Text block section start
Large Language Models (LLMs) have advanced considerably in generating and understanding text, and recent developments have extended these capabilities to multimodal LLMs that integrate both visual and audio data. Despite these gains, these models still face challenges with fine-grained cross-modal temporal reasoning, especially in aligning events across audio and video streams.
To address this, an NVIDIA research team has introduced OMCAT: Omni Context Aware Transformer in their new paper, presenting both OCTAV (Omni Context and Temporal Audio Video), a unique dataset aimed at capturing event transitions across audio and video, and OMCAT, a model that employs RoTE (Rotary Time Embeddings).


oTE, an innovative extension of RoPE, improves temporal grounding and computational efficiency, making it especially useful for tasks that require precise time alignment. This research aims to develop a deeper temporal understanding across modalities. To achieve this, the team created video-based question-answer pairs that emphasize event transitions linked by sound events. This setup encourages the model to capture the relationship between audio and video, fostering robust temporal comprehension across both domains within a single framework.
Text block section end
Set of tasks ::
1. Rewrite the part of the OMCAT summary that begins at the words "Large Language Models" and stops after "and video streams.", swapping "fine-grained" for "detailed".
2. Answer these questions from the OMCAT summary:
(a) What does the name OCTAV stand for?
(b) What kind of embeddings does the OMCAT model employ?
(c) What do the video-based question-answer pairs emphasize?
3. Continue the OMCAT summary from where it stops.
Record excerpts section start
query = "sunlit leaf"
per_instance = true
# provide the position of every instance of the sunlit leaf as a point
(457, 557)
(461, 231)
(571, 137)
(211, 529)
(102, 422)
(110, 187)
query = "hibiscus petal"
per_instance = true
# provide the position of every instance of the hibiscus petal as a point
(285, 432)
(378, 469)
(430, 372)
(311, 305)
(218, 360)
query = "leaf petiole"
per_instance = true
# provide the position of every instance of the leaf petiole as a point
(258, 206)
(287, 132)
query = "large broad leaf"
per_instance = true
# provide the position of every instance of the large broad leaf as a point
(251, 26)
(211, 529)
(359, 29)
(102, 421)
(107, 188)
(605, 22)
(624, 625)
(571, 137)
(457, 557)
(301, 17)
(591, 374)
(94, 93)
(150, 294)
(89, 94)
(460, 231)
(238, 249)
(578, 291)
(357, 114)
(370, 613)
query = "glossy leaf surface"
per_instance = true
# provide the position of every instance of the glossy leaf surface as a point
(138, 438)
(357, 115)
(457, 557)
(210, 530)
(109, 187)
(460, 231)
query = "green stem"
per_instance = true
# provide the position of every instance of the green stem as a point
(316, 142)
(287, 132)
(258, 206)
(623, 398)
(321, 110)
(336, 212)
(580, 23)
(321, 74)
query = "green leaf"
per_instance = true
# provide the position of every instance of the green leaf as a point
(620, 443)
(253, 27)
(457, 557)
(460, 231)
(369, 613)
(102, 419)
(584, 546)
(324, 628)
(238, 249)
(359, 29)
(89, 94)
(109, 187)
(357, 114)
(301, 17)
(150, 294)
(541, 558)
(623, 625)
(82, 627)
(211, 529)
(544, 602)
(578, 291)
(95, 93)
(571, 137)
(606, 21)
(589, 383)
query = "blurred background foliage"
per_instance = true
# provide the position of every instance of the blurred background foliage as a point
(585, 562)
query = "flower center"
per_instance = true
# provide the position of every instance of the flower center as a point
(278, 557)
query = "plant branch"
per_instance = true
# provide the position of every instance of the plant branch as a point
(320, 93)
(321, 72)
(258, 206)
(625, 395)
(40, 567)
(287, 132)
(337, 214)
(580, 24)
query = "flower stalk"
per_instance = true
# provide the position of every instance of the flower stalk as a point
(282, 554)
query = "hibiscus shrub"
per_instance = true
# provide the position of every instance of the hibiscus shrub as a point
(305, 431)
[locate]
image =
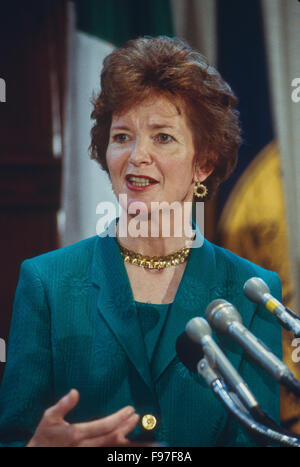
Record excerpts section end
Answers for the tasks ::
1.
Large Language Models (LLMs) have advanced considerably in generating and understanding text, and recent developments have extended these capabilities to multimodal LLMs that integrate both visual and audio data. Despite these gains, these models still face challenges with detailed cross-modal temporal reasoning, especially in aligning events across audio and video streams.

2.
(a) Omni Context and Temporal Audio Video.
(b) RoTE (Rotary Time Embeddings).
(c) Event transitions linked by sound events.

3.
While designing the dataset is essential, it alone cannot overcome the challenges of cross-modal temporal understanding. To address this, the researchers introduce a new approach that embeds both absolute and relative temporal information within audio and visual features, enhancing the model’s temporal awareness. This strategy aligns with established practices in multimodal LLMs and strengthens the model’s ability to understand time-anchored events across modalities.
The resulting OCTAV dataset features question-answer pairs where each question reflects an event transition in the video, captured through a corresponding sound event. Meanwhile, OMCAT overcomes the limitations of existing models by unifying audio and visual data within a single model, effectively embedding temporal information to ground both modalities in time.


In comprehensive experiments, including ablation studies, the researchers evaluated OMCAT across various multimodal tasks. Their findings show that the model raises performance benchmarks on Audio-Visual Question Answering (AVQA) tasks, temporal reasoning tasks, and the newly proposed OCTAV benchmark.
Overall, this approach sets a new benchmark for multimodal AI, advancing the field’s capacity for cross-modal and temporal reasoning and paving the way for future research in this area.
The demo is available on project’s GitHub.io. The paper OMCAT: Omni Context Aware Transformer is on arXiv.